*WHAT THE TASK ASKS*
Pictures stay out of this copy; please retype only the lines from the start of the records through the line with "positive clicks: (256, 157)".

Segmentation mask data
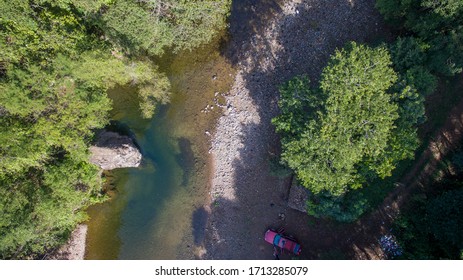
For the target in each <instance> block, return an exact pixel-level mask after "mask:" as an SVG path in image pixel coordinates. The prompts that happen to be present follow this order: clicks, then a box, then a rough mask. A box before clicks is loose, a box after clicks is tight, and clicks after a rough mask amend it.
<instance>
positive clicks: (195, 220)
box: [192, 207, 209, 245]
mask: <svg viewBox="0 0 463 280" xmlns="http://www.w3.org/2000/svg"><path fill="white" fill-rule="evenodd" d="M208 217H209V213H208V212H207V211H206V209H205V208H204V207H201V208H198V209H196V210H195V211H194V212H193V219H192V228H193V238H194V242H195V245H201V244H202V243H203V241H204V237H205V234H206V231H205V229H206V226H207V219H208Z"/></svg>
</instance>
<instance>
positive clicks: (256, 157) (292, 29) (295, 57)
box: [204, 0, 384, 259]
mask: <svg viewBox="0 0 463 280" xmlns="http://www.w3.org/2000/svg"><path fill="white" fill-rule="evenodd" d="M374 2H375V1H374V0H357V1H319V0H317V1H315V0H313V1H311V0H308V1H303V0H293V1H234V2H233V8H232V9H233V10H232V15H231V18H230V33H231V36H230V37H231V39H230V42H229V43H228V48H227V49H226V50H225V51H224V55H225V56H227V57H228V58H229V60H230V61H231V62H232V63H233V64H234V65H235V66H236V67H237V68H238V72H237V75H236V77H235V81H234V85H233V87H232V89H231V90H230V92H229V93H228V95H227V96H226V99H227V100H226V101H227V104H228V106H227V108H226V109H224V113H223V115H222V116H221V117H220V119H219V120H218V123H217V129H216V133H215V134H214V136H213V139H212V143H211V145H212V147H211V153H212V161H213V168H214V172H213V176H212V178H211V183H212V187H211V200H212V203H211V209H212V210H211V212H212V213H211V215H210V218H209V222H208V226H207V231H206V251H207V253H206V254H205V255H204V258H206V259H268V258H272V246H267V245H266V244H265V242H264V241H263V240H262V239H263V233H264V232H265V230H266V229H267V228H268V227H279V226H285V227H286V228H287V230H288V231H289V232H290V233H293V234H295V235H296V236H297V237H299V239H300V240H302V241H303V244H304V245H306V244H310V245H311V250H310V252H309V250H305V251H303V256H302V257H303V258H319V257H320V252H323V251H324V250H329V249H331V248H333V247H336V245H335V244H334V243H336V242H337V243H339V244H340V241H339V240H338V239H339V236H337V235H336V234H332V232H334V231H333V230H332V227H333V225H331V224H330V223H327V224H326V225H325V226H322V227H318V228H317V229H309V228H308V224H309V220H308V217H307V215H306V214H304V213H301V212H299V211H296V210H293V209H290V208H289V207H288V205H287V198H288V186H289V179H288V178H286V179H279V178H276V177H272V176H271V175H270V172H269V171H270V168H269V161H270V159H271V158H274V157H275V156H278V154H279V141H278V136H277V135H276V134H275V132H274V128H273V126H272V125H271V119H272V118H273V117H274V116H276V114H277V113H278V106H277V100H278V86H279V85H280V84H282V83H283V82H285V81H287V80H288V79H290V78H291V77H293V76H295V75H302V74H305V75H308V76H309V78H310V79H311V80H312V81H315V82H316V81H317V79H318V78H319V76H320V73H321V69H322V68H323V67H324V66H325V65H326V62H327V60H328V58H329V56H330V55H331V54H332V53H333V52H334V50H335V49H336V48H340V47H342V46H343V45H344V44H345V43H347V42H349V41H352V40H354V41H357V42H365V41H371V40H372V39H374V38H375V37H377V36H378V34H383V33H384V32H383V30H381V28H380V27H381V26H383V24H382V18H381V16H380V15H379V14H378V12H377V11H376V10H375V8H374ZM314 241H317V244H313V243H314ZM286 258H289V256H286Z"/></svg>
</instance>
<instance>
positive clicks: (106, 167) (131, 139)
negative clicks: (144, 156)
mask: <svg viewBox="0 0 463 280" xmlns="http://www.w3.org/2000/svg"><path fill="white" fill-rule="evenodd" d="M97 139H98V140H97V143H96V144H95V145H94V146H91V147H90V153H91V157H90V162H92V163H93V164H96V165H98V166H99V167H101V168H102V169H104V170H111V169H115V168H125V167H138V166H139V165H140V162H141V159H142V156H141V153H140V151H139V150H138V148H137V147H136V146H135V144H134V143H133V141H132V139H130V137H128V136H125V135H120V134H118V133H116V132H112V131H106V130H104V131H102V132H100V133H99V134H98V135H97Z"/></svg>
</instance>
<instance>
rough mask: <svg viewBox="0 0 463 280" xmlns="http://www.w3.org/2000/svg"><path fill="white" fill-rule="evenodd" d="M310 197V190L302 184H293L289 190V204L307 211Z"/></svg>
mask: <svg viewBox="0 0 463 280" xmlns="http://www.w3.org/2000/svg"><path fill="white" fill-rule="evenodd" d="M308 198H309V191H308V190H307V189H306V188H304V187H303V186H300V185H292V186H291V189H290V190H289V197H288V206H289V207H291V208H293V209H295V210H298V211H301V212H304V213H307V206H306V205H307V199H308Z"/></svg>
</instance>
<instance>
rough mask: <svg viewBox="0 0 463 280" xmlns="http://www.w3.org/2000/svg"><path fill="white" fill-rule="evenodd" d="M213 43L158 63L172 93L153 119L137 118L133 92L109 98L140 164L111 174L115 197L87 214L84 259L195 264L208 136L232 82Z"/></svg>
mask: <svg viewBox="0 0 463 280" xmlns="http://www.w3.org/2000/svg"><path fill="white" fill-rule="evenodd" d="M218 44H219V41H218V40H217V41H215V42H213V43H212V44H211V45H208V46H204V47H202V48H200V49H198V50H195V52H194V53H191V52H186V53H181V54H177V55H167V56H166V57H165V58H161V59H160V61H157V64H158V65H159V69H160V70H161V71H163V72H165V73H166V74H167V76H168V77H169V80H170V82H171V85H172V95H171V102H170V104H169V105H167V106H160V107H159V110H158V111H157V113H156V115H155V116H154V117H153V119H150V120H144V119H142V118H141V117H140V112H139V104H138V98H137V95H136V92H135V90H134V89H133V88H130V87H118V88H115V89H113V90H111V91H109V92H108V95H109V97H110V98H111V100H112V101H113V110H112V118H113V119H114V120H115V121H117V122H118V125H120V126H121V127H122V129H123V130H125V128H127V127H128V128H130V131H129V132H128V134H129V135H131V136H133V137H134V138H135V141H136V142H137V144H138V146H139V147H140V150H141V151H142V154H143V161H142V165H141V166H140V167H139V168H131V169H125V170H123V169H121V170H114V171H112V172H111V174H112V175H113V176H114V178H115V180H111V181H112V182H111V183H112V184H113V185H114V187H115V190H116V191H115V192H114V194H113V195H112V196H111V199H110V200H109V201H108V202H106V203H103V204H101V205H96V206H94V207H91V208H90V209H89V216H90V221H89V222H88V225H89V234H88V236H87V250H86V258H87V259H194V258H196V250H197V248H196V247H197V246H200V243H201V242H200V241H199V240H201V239H203V237H201V236H203V234H204V233H202V232H203V230H201V229H200V227H203V228H204V227H205V220H204V218H201V217H203V216H204V215H203V214H196V213H198V212H195V211H197V210H196V209H201V208H202V206H203V205H205V204H207V200H208V187H209V176H210V170H209V165H208V164H207V163H208V160H209V157H208V149H209V145H210V144H209V140H210V138H209V137H210V135H211V133H213V127H214V125H215V122H216V120H217V117H218V116H219V114H220V111H219V110H218V108H217V106H216V102H217V99H219V97H220V96H219V95H220V94H222V93H224V92H226V91H228V89H229V87H230V84H231V80H232V79H233V77H234V69H233V68H232V67H231V65H230V64H229V63H228V62H227V60H226V59H225V58H223V57H222V56H221V55H220V53H219V50H218ZM213 107H215V108H213ZM205 108H208V110H205ZM206 132H207V133H206ZM198 215H199V216H198ZM206 220H207V219H206Z"/></svg>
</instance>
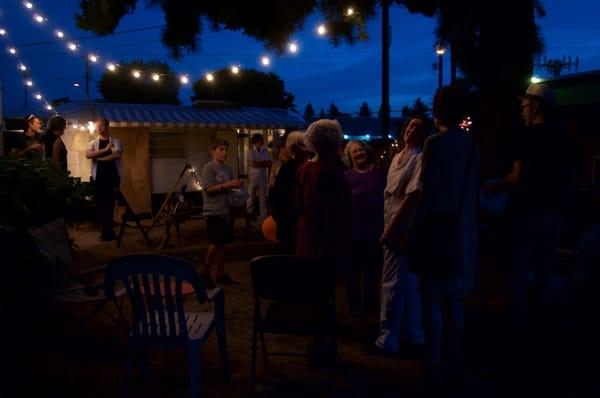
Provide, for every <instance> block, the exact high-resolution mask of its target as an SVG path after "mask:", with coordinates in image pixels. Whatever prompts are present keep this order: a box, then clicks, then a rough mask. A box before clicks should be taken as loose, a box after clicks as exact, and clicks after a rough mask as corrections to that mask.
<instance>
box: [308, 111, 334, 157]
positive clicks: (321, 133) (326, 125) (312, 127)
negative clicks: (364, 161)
mask: <svg viewBox="0 0 600 398" xmlns="http://www.w3.org/2000/svg"><path fill="white" fill-rule="evenodd" d="M342 140H343V135H342V126H340V123H339V122H338V121H337V120H333V119H320V120H317V121H315V122H313V123H312V124H311V125H310V126H308V129H307V130H306V144H307V146H308V147H309V149H310V150H311V151H313V152H315V153H319V152H322V151H328V150H331V149H333V148H335V147H339V146H340V144H341V143H342Z"/></svg>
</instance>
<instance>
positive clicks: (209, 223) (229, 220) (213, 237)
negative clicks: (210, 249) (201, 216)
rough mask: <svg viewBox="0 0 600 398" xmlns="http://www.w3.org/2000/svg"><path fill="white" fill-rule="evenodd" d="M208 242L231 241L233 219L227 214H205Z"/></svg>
mask: <svg viewBox="0 0 600 398" xmlns="http://www.w3.org/2000/svg"><path fill="white" fill-rule="evenodd" d="M206 229H207V230H208V243H210V244H211V245H219V246H221V245H225V244H227V243H231V242H233V219H232V218H231V217H230V216H229V215H221V216H206Z"/></svg>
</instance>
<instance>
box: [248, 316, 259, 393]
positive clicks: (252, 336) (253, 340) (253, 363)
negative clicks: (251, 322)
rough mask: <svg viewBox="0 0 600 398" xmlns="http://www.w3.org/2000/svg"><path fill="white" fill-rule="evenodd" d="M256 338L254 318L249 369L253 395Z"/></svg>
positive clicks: (255, 368)
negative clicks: (251, 345)
mask: <svg viewBox="0 0 600 398" xmlns="http://www.w3.org/2000/svg"><path fill="white" fill-rule="evenodd" d="M257 340H258V331H257V327H256V318H255V319H254V320H253V327H252V364H251V369H250V384H251V392H250V394H251V396H252V397H253V396H254V395H255V393H256V345H257Z"/></svg>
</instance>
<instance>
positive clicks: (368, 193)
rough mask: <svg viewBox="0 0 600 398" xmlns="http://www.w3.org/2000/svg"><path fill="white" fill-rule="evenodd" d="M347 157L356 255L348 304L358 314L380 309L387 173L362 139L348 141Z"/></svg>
mask: <svg viewBox="0 0 600 398" xmlns="http://www.w3.org/2000/svg"><path fill="white" fill-rule="evenodd" d="M343 160H344V163H345V164H346V166H347V167H348V170H346V172H345V176H346V181H347V182H348V185H349V187H350V189H351V191H352V241H353V242H352V247H351V251H352V257H351V259H350V263H349V265H348V268H347V275H346V277H347V290H348V307H349V310H350V314H351V315H352V316H357V315H359V314H360V313H361V312H363V311H365V312H372V311H376V309H377V297H378V294H377V285H378V278H379V273H380V269H381V262H382V251H381V245H380V244H379V241H378V237H379V236H380V235H381V232H382V231H383V190H384V188H385V176H384V174H383V172H382V171H381V170H380V169H378V168H377V167H376V166H375V164H374V163H373V156H372V151H371V148H370V147H369V146H368V145H367V144H365V143H364V142H362V141H358V140H352V141H350V142H348V144H347V145H346V148H345V149H344V156H343ZM361 277H362V281H363V283H362V289H361V283H360V281H361ZM361 290H362V294H361ZM361 296H362V299H361Z"/></svg>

*TASK OUTPUT*
For the target in each <instance> block, return an exact pixel-level mask after "mask:" as an SVG path in image pixel coordinates. The prompts that happen to be present follow this order: clicks, then a box, then a rough mask. A box before clicks is loose, a box after clicks is tight, and clicks after a rough mask amend it.
<instance>
positive clicks: (195, 220)
box: [192, 207, 209, 245]
mask: <svg viewBox="0 0 463 280" xmlns="http://www.w3.org/2000/svg"><path fill="white" fill-rule="evenodd" d="M208 217H209V213H208V212H207V211H206V209H205V208H204V207H201V208H198V209H196V210H195V211H194V212H193V219H192V228H193V238H194V242H195V245H201V244H202V243H203V241H204V237H205V234H206V231H205V229H206V226H207V219H208Z"/></svg>
</instance>
<instance>
positive clicks: (256, 157) (292, 29) (295, 57)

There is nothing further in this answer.